What is needed => Collect each line of the data that contains the string "black".

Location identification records
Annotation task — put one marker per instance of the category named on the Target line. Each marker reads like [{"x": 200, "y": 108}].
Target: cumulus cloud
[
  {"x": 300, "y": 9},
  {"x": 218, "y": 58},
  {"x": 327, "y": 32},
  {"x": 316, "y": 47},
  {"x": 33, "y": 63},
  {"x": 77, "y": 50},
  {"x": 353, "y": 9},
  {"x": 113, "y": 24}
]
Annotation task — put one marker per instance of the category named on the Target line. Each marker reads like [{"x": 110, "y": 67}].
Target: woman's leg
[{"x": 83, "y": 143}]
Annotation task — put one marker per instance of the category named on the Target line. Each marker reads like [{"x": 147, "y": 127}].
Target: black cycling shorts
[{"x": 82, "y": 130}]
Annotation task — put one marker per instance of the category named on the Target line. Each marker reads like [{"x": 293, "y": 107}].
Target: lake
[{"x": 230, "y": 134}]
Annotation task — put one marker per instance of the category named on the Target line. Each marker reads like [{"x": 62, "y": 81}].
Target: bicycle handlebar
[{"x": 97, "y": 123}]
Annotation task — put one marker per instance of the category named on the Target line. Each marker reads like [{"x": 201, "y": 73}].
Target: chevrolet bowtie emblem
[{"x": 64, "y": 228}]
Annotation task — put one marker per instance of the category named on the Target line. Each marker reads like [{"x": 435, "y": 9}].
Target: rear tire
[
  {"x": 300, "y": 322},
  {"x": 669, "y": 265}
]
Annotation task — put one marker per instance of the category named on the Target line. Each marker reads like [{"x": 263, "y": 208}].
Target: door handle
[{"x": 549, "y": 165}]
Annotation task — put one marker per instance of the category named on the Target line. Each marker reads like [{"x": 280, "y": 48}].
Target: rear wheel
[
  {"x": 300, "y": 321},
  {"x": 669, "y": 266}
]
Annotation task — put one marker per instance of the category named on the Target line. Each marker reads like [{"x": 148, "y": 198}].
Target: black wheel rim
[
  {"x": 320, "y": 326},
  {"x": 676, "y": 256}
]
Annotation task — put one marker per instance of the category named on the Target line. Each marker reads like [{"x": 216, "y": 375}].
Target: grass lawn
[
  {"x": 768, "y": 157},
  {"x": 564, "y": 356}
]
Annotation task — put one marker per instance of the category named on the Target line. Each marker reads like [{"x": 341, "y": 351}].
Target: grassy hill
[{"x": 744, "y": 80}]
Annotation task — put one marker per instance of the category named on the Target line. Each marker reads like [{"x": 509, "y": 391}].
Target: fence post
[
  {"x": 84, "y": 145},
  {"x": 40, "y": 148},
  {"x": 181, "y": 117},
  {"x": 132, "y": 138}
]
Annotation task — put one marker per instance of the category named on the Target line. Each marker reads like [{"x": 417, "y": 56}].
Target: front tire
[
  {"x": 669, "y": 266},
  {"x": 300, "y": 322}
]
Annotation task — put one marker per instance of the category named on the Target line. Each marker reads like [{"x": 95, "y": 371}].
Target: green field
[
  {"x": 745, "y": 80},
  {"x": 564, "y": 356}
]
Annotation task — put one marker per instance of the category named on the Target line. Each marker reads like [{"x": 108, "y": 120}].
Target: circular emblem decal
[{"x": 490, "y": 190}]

Correct output =>
Target: black cycling shorts
Target: black wheel rim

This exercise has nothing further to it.